Thanks to all for the suggestions, will look at  the details later.  I
don't have time to build LFS, let alone a desktop, on this machine at
the moment (it's an atom, with only 1GB, so *slow*, and I want to use
it on my hols next week - hopefully with wifi). So, I'll want the
ability to use wifi when I'm away.

I also had a reply off-list suggesting that turning off the wifi in
n-m would do the job - thought I'd tried that already, but possibly I
lost it during a reboot after hibernate trashed the screen - and to
remove the networks from within n-m using 'Edit Connections' - for the
moment, it is behaving itself.

Thanks again.

ĸen

On 07/06/2011, Dominic Ringuet <[email protected]> wrote:
> On Mon, Jun 6, 2011 at 9:12 PM, Ken Moffat <[email protected]> wrote:
>
>>  Technically, this is somewhat OT because I've got ubuntu installed
>> on my new netbook at the moment, but since google doesn't have any
>> answers, I'll try asking here...
>>
>>  My netbook has wifi, so I'll need network-manager to use it.  But,
>> I don't have wifi at the moment, just wired ethernet.  Using nutty
>> narwhale, I keep getting dialogs because network-manager is trying
>> to connect to the several wireless networks it can see.  Is there
>> any way to tell it "when I'm at home, do not try to connect to the
>> following networks ..." ?  In theory, wifi is turned off via the
>> function key, but in practice, like the brightness keys, on this
>> machine the key appears to work but in practice doesn't do anything.
>>
>>  The box came with win7 (as unusable as I had imagined, but with a
>> concept of "location" for network, so that I can tell it "at
>> home, use the wired network").
>>
>>  For the moment, I can live with the extra power consumption of the
>> wifi circuits, but the random invitations to enter access keys for
>> networks after I wake it drive me crazy, and when I *do* have my own
>> wifi I won't want to be prompted to connect to one of my neighbours'
>> systems.

· · · · ·

REQUIRED ACTIONS:
[a] According to the email, how much memory does the writer's machine have?
[b] Rewrite the part of the email that opens with the words containing "Thanks to all" and closes with "Thanks again.", substituting "wireless" for "wifi".

Saved data entries:
· · · · ·

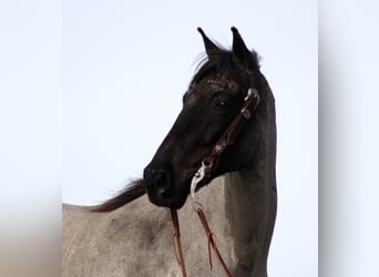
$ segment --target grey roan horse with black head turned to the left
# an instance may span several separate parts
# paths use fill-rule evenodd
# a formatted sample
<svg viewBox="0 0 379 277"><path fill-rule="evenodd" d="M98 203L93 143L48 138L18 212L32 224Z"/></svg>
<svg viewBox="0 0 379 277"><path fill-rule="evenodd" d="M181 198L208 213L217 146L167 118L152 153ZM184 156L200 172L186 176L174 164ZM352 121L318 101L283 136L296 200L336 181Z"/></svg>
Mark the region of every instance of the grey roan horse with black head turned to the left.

· · · · ·

RESULTS FOR THE EXERCISE:
[a] It has only 1GB.

[b]
Thanks to all for the suggestions, will look at  the details later.  I
don't have time to build LFS, let alone a desktop, on this machine at
the moment (it's an atom, with only 1GB, so *slow*, and I want to use
it on my hols next week - hopefully with wireless). So, I'll want the
ability to use wireless when I'm away.

I also had a reply off-list suggesting that turning off the wireless in
n-m would do the job - thought I'd tried that already, but possibly I
lost it during a reboot after hibernate trashed the screen - and to
remove the networks from within n-m using 'Edit Connections' - for the
moment, it is behaving itself.

Thanks again.